• Brief
Transcribe the closing lines of the listing exactly, starting at the one that contains "Can you see the yellow paint" and including the last.

[[ Source records open ]]

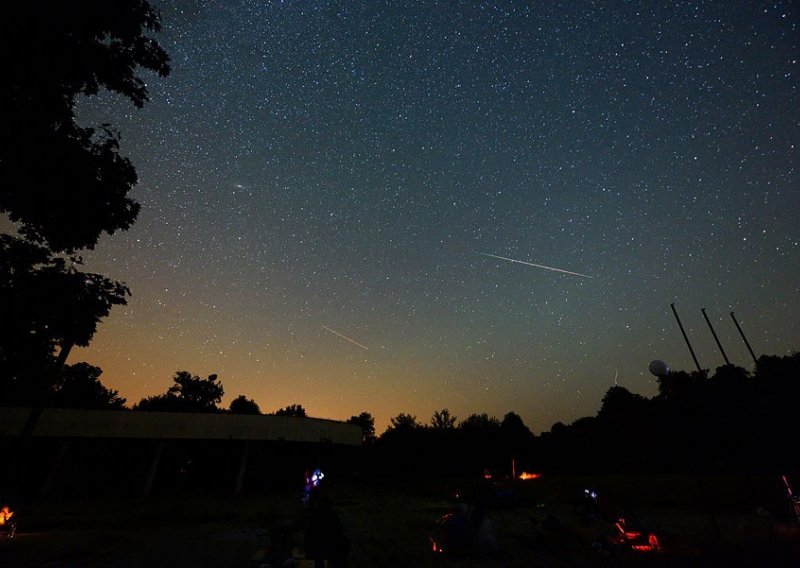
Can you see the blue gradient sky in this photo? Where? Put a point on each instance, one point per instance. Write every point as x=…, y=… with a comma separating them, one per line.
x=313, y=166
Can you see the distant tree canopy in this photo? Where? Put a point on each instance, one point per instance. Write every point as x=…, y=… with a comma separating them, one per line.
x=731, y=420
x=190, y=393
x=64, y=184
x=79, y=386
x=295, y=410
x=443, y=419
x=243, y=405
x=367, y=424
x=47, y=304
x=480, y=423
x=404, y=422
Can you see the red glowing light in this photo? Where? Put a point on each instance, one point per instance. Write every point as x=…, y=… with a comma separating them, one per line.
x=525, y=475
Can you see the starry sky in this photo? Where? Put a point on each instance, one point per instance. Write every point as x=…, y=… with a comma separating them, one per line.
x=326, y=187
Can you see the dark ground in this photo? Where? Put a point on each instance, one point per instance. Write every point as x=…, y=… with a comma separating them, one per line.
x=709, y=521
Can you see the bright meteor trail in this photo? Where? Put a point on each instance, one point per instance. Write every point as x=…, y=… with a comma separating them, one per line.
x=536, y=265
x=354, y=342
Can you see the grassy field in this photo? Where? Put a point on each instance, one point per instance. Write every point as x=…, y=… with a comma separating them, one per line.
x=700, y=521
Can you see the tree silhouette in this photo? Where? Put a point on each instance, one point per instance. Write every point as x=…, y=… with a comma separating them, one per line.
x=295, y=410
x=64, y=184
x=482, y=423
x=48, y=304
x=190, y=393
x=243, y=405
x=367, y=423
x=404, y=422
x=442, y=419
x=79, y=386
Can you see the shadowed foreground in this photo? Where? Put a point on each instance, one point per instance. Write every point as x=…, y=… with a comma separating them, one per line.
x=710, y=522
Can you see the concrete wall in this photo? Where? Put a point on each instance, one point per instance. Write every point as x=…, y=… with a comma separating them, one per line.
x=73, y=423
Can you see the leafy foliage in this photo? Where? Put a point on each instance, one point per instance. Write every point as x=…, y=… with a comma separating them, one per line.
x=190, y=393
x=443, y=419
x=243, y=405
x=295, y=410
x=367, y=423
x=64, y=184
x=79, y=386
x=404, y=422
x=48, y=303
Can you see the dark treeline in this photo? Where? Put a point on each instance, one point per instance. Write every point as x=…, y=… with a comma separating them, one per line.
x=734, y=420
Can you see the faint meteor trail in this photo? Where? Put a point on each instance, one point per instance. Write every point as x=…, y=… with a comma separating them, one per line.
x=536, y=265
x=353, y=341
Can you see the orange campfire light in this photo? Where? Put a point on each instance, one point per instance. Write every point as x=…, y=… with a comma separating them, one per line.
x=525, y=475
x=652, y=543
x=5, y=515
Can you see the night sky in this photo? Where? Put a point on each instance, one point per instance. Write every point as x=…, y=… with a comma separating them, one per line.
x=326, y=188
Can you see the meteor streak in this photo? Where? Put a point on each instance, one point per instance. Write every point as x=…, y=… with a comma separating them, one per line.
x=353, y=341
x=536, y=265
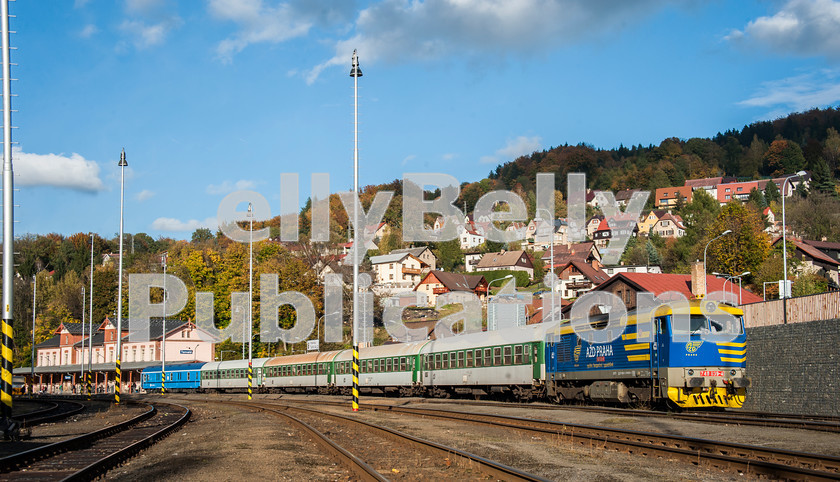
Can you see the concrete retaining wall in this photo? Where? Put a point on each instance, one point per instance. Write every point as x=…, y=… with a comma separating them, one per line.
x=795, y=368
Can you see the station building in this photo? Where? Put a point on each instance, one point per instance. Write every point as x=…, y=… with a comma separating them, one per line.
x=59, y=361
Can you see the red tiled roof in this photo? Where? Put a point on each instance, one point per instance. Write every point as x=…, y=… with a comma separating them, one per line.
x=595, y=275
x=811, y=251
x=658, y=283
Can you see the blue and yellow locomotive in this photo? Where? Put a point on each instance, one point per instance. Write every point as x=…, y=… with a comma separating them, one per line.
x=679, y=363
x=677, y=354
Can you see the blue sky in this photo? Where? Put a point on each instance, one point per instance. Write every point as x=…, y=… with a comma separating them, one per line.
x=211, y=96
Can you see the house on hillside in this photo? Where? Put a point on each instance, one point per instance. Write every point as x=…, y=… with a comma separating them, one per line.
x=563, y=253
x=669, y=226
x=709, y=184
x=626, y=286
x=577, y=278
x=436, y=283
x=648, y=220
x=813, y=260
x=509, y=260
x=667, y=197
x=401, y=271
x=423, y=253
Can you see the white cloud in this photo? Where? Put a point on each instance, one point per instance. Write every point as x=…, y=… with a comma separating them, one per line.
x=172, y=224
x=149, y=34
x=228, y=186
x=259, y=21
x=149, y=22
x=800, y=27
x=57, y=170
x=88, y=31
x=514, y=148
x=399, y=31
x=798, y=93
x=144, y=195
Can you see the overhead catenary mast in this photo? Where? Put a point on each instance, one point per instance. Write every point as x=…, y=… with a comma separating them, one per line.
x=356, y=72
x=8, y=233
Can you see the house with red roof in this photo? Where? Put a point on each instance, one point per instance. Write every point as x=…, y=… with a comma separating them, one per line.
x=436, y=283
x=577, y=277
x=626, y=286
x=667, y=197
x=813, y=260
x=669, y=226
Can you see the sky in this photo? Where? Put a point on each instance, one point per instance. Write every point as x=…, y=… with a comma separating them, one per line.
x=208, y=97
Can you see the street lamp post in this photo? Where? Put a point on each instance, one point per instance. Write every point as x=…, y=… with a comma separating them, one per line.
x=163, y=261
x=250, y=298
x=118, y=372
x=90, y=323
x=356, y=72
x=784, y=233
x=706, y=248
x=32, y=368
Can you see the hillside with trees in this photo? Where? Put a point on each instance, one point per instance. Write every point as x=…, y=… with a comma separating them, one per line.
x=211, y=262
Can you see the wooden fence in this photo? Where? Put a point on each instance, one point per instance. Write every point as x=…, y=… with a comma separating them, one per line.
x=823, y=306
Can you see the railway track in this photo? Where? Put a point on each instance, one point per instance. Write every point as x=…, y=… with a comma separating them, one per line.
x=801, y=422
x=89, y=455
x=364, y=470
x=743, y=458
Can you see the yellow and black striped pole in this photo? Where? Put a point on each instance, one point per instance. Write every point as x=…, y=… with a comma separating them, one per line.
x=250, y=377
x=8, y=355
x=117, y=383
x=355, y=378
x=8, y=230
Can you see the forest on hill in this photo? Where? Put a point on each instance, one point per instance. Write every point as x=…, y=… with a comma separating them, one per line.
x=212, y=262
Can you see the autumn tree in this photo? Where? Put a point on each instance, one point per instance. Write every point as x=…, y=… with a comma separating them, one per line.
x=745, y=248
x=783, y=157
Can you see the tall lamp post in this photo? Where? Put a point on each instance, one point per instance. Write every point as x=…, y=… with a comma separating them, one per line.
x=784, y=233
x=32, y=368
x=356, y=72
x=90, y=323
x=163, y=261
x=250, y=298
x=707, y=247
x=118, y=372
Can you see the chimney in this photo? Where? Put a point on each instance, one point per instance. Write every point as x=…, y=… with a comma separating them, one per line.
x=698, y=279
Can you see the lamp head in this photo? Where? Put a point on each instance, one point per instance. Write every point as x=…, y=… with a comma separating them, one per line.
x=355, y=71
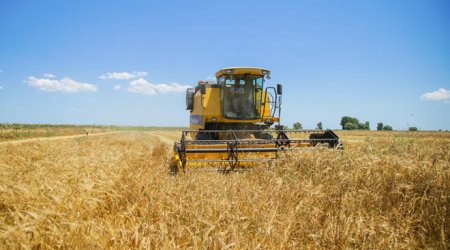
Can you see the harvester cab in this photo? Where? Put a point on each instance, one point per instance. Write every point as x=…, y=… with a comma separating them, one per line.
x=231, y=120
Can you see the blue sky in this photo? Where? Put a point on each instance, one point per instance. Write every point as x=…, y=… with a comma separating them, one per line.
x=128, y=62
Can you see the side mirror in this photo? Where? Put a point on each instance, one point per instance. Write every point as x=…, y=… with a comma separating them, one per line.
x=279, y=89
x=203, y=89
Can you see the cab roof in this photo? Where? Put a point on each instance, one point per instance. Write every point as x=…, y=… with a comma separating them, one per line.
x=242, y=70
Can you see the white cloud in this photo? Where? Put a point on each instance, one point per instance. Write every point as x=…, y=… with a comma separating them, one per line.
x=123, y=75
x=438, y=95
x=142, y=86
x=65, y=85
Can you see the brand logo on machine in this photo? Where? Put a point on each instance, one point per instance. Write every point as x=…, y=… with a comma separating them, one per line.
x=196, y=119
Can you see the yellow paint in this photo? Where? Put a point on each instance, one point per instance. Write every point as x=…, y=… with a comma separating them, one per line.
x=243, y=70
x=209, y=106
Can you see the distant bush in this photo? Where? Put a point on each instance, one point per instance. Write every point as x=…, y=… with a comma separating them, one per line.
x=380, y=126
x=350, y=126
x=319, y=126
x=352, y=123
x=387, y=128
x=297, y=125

[[ Source records closed ]]

• Result of the task
Can you see the yellow paint in this photo? Where? Put a point on each instance, one point per instance. Write every point as x=…, y=… with a comma separating them, one per line.
x=243, y=70
x=209, y=106
Can you see the distant bush in this photo? Where? Put a point on each instance, one point per instance. Write every point as x=…, y=… with a comma separating them, one per line.
x=380, y=126
x=350, y=126
x=319, y=126
x=352, y=123
x=387, y=128
x=297, y=125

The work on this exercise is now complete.